▸ **Task to complete**: Write out exactly the lines running from the one with "Your task: a point for each instance of the black tv" to the end of the data, including both of those lines and excluding pictures.

▸ **Data to use**:
○ ○ ○ ○ ○

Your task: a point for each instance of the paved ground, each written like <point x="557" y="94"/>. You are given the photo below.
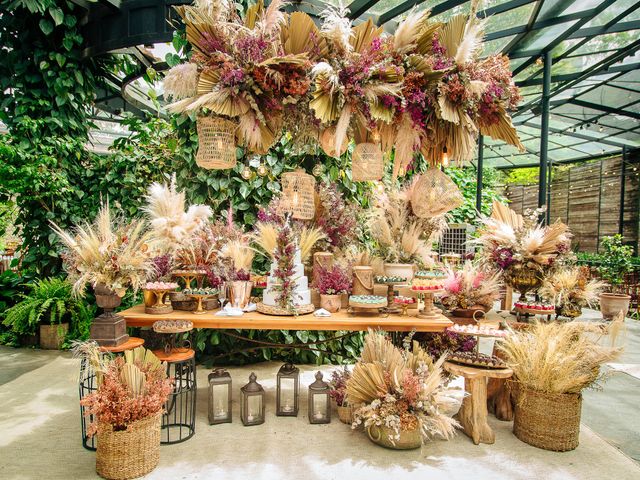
<point x="40" y="437"/>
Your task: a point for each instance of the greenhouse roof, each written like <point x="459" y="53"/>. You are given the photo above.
<point x="595" y="80"/>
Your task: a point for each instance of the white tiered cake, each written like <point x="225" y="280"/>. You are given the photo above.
<point x="302" y="295"/>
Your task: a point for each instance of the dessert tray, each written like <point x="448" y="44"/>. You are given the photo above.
<point x="474" y="359"/>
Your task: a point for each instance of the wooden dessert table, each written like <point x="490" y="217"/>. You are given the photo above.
<point x="136" y="317"/>
<point x="473" y="413"/>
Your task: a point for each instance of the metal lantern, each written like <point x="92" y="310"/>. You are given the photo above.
<point x="252" y="405"/>
<point x="319" y="404"/>
<point x="219" y="396"/>
<point x="287" y="391"/>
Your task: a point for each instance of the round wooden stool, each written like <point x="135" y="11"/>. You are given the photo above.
<point x="179" y="419"/>
<point x="473" y="413"/>
<point x="88" y="384"/>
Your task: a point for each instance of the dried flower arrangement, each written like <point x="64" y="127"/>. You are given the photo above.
<point x="470" y="287"/>
<point x="423" y="89"/>
<point x="170" y="224"/>
<point x="402" y="237"/>
<point x="240" y="68"/>
<point x="509" y="239"/>
<point x="401" y="389"/>
<point x="559" y="357"/>
<point x="572" y="286"/>
<point x="338" y="385"/>
<point x="333" y="281"/>
<point x="130" y="388"/>
<point x="109" y="251"/>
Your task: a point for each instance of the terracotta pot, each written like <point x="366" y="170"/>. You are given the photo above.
<point x="613" y="303"/>
<point x="403" y="270"/>
<point x="331" y="303"/>
<point x="52" y="336"/>
<point x="385" y="437"/>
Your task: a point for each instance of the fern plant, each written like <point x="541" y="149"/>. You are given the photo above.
<point x="50" y="300"/>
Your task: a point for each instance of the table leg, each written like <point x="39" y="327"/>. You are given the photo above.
<point x="473" y="413"/>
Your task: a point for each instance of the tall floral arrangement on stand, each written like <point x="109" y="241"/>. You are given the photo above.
<point x="400" y="391"/>
<point x="520" y="247"/>
<point x="239" y="69"/>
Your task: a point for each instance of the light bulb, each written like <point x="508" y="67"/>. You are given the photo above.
<point x="262" y="170"/>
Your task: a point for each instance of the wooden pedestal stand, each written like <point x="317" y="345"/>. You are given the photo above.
<point x="473" y="413"/>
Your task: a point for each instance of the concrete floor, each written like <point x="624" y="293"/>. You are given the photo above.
<point x="40" y="436"/>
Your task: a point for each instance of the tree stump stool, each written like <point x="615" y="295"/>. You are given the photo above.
<point x="473" y="413"/>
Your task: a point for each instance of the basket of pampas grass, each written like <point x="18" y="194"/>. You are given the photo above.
<point x="552" y="363"/>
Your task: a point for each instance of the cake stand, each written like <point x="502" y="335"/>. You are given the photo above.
<point x="199" y="297"/>
<point x="159" y="307"/>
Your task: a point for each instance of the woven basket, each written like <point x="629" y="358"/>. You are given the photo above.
<point x="550" y="421"/>
<point x="367" y="162"/>
<point x="217" y="143"/>
<point x="434" y="193"/>
<point x="128" y="453"/>
<point x="298" y="189"/>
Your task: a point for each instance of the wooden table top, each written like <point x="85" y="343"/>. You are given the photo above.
<point x="469" y="371"/>
<point x="136" y="317"/>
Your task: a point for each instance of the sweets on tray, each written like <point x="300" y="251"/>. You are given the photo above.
<point x="476" y="359"/>
<point x="392" y="279"/>
<point x="160" y="286"/>
<point x="200" y="291"/>
<point x="538" y="307"/>
<point x="477" y="330"/>
<point x="404" y="300"/>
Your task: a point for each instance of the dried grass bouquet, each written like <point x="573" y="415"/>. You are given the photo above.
<point x="401" y="389"/>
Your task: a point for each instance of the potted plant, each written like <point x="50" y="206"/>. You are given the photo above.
<point x="552" y="363"/>
<point x="520" y="248"/>
<point x="127" y="410"/>
<point x="470" y="290"/>
<point x="400" y="396"/>
<point x="332" y="284"/>
<point x="403" y="239"/>
<point x="47" y="309"/>
<point x="615" y="264"/>
<point x="338" y="393"/>
<point x="570" y="290"/>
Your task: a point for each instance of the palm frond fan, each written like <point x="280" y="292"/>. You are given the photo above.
<point x="216" y="143"/>
<point x="367" y="162"/>
<point x="434" y="193"/>
<point x="298" y="193"/>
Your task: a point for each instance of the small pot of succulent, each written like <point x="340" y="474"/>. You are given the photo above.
<point x="338" y="393"/>
<point x="403" y="239"/>
<point x="570" y="290"/>
<point x="400" y="395"/>
<point x="470" y="290"/>
<point x="332" y="284"/>
<point x="48" y="309"/>
<point x="616" y="263"/>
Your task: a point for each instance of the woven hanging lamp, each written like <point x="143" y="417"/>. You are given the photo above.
<point x="298" y="193"/>
<point x="434" y="193"/>
<point x="217" y="143"/>
<point x="367" y="162"/>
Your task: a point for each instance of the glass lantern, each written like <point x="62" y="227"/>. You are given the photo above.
<point x="252" y="404"/>
<point x="219" y="396"/>
<point x="319" y="404"/>
<point x="287" y="391"/>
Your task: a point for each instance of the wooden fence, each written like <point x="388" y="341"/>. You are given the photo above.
<point x="587" y="197"/>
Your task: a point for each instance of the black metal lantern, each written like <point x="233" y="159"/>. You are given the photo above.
<point x="252" y="405"/>
<point x="319" y="404"/>
<point x="219" y="396"/>
<point x="287" y="391"/>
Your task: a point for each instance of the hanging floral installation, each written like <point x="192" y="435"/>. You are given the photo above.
<point x="424" y="89"/>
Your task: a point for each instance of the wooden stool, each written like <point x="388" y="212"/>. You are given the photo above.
<point x="179" y="418"/>
<point x="473" y="413"/>
<point x="88" y="384"/>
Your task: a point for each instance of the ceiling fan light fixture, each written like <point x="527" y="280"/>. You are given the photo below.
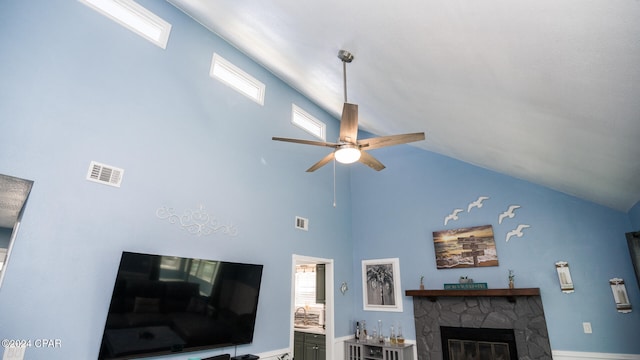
<point x="347" y="154"/>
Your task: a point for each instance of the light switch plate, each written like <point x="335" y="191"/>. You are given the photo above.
<point x="14" y="353"/>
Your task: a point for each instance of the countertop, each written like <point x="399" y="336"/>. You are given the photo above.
<point x="311" y="329"/>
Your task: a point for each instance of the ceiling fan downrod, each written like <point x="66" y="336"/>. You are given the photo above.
<point x="346" y="57"/>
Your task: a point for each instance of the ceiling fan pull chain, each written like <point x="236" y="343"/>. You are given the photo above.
<point x="334" y="182"/>
<point x="344" y="76"/>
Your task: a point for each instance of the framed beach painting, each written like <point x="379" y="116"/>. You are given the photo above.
<point x="381" y="285"/>
<point x="465" y="247"/>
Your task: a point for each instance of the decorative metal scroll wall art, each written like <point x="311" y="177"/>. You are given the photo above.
<point x="566" y="284"/>
<point x="196" y="222"/>
<point x="623" y="304"/>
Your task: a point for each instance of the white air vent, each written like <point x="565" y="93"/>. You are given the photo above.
<point x="105" y="174"/>
<point x="308" y="123"/>
<point x="302" y="223"/>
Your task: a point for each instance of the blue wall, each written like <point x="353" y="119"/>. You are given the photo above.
<point x="78" y="87"/>
<point x="399" y="209"/>
<point x="634" y="215"/>
<point x="5" y="237"/>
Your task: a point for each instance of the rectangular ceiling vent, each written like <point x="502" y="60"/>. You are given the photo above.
<point x="302" y="223"/>
<point x="134" y="17"/>
<point x="308" y="123"/>
<point x="233" y="76"/>
<point x="105" y="174"/>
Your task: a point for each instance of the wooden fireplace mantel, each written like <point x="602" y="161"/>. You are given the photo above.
<point x="510" y="294"/>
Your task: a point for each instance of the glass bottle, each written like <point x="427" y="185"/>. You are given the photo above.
<point x="392" y="335"/>
<point x="363" y="331"/>
<point x="399" y="337"/>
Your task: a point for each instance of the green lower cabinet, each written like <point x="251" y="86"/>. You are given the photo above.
<point x="309" y="346"/>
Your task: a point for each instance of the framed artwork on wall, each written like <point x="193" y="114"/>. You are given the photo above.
<point x="465" y="247"/>
<point x="620" y="295"/>
<point x="564" y="276"/>
<point x="381" y="285"/>
<point x="633" y="239"/>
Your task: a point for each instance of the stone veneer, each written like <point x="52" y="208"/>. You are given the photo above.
<point x="522" y="314"/>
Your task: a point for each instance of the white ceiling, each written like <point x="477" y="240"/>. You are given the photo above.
<point x="547" y="91"/>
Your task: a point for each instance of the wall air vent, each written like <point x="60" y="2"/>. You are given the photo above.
<point x="239" y="80"/>
<point x="308" y="123"/>
<point x="302" y="223"/>
<point x="105" y="174"/>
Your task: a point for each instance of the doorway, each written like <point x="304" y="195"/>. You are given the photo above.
<point x="314" y="318"/>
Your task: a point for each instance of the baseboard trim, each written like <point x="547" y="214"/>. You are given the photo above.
<point x="578" y="355"/>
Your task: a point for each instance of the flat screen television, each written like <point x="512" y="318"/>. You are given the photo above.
<point x="168" y="304"/>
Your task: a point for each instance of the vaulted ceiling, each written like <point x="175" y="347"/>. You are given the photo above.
<point x="546" y="91"/>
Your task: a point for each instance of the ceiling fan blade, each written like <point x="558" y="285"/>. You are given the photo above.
<point x="370" y="161"/>
<point x="321" y="163"/>
<point x="383" y="141"/>
<point x="306" y="142"/>
<point x="349" y="123"/>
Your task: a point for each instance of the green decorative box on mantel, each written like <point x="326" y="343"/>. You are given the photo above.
<point x="466" y="286"/>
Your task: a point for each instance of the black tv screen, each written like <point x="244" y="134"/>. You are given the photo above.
<point x="168" y="304"/>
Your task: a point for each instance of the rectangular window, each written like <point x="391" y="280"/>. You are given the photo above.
<point x="134" y="17"/>
<point x="233" y="76"/>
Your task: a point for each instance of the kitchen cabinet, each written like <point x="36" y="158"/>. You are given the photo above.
<point x="307" y="346"/>
<point x="356" y="350"/>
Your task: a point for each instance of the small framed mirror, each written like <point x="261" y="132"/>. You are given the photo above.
<point x="633" y="239"/>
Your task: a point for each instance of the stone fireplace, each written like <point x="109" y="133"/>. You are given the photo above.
<point x="519" y="310"/>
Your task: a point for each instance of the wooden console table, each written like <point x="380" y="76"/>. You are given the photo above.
<point x="510" y="294"/>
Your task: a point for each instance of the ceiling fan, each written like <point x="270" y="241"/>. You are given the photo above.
<point x="349" y="149"/>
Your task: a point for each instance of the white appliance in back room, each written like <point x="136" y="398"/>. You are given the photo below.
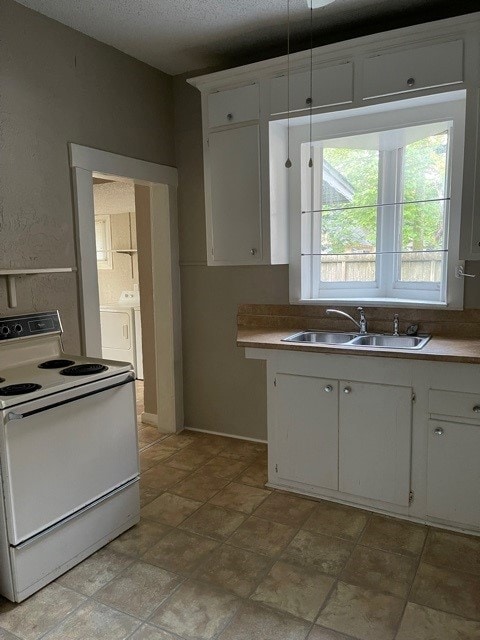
<point x="122" y="330"/>
<point x="68" y="454"/>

○ ○ ○ ○ ○

▸ **Result of this task**:
Your task: a point for each instance of the black tv screen, each written like <point x="244" y="134"/>. You are given the photo above.
<point x="168" y="304"/>
Your task: a point for each instance of the rectangular window, each written like <point x="391" y="280"/>. You are given the photo above.
<point x="134" y="17"/>
<point x="233" y="76"/>
Your task: a point for each instance of the kitchen cabinet, each written like <point x="36" y="158"/>. You are given the photo above.
<point x="307" y="346"/>
<point x="356" y="350"/>
Your task: a point for each instance of the small framed mirror, each written like <point x="261" y="132"/>. You are given the photo above.
<point x="633" y="239"/>
Your task: a point for each instance of the stone fireplace, each written like <point x="109" y="133"/>. You are given the photo above.
<point x="519" y="310"/>
Your task: a point for each instance of the wooden console table, each written like <point x="380" y="76"/>. You are given the photo above.
<point x="510" y="294"/>
Your task: a point for each instance of the ceiling fan, each written like <point x="270" y="241"/>. You are given the photo above.
<point x="349" y="149"/>
Your task: a point for each instance of the white appliance in back room, each written like <point x="136" y="398"/>. You are given the photo below.
<point x="122" y="330"/>
<point x="68" y="454"/>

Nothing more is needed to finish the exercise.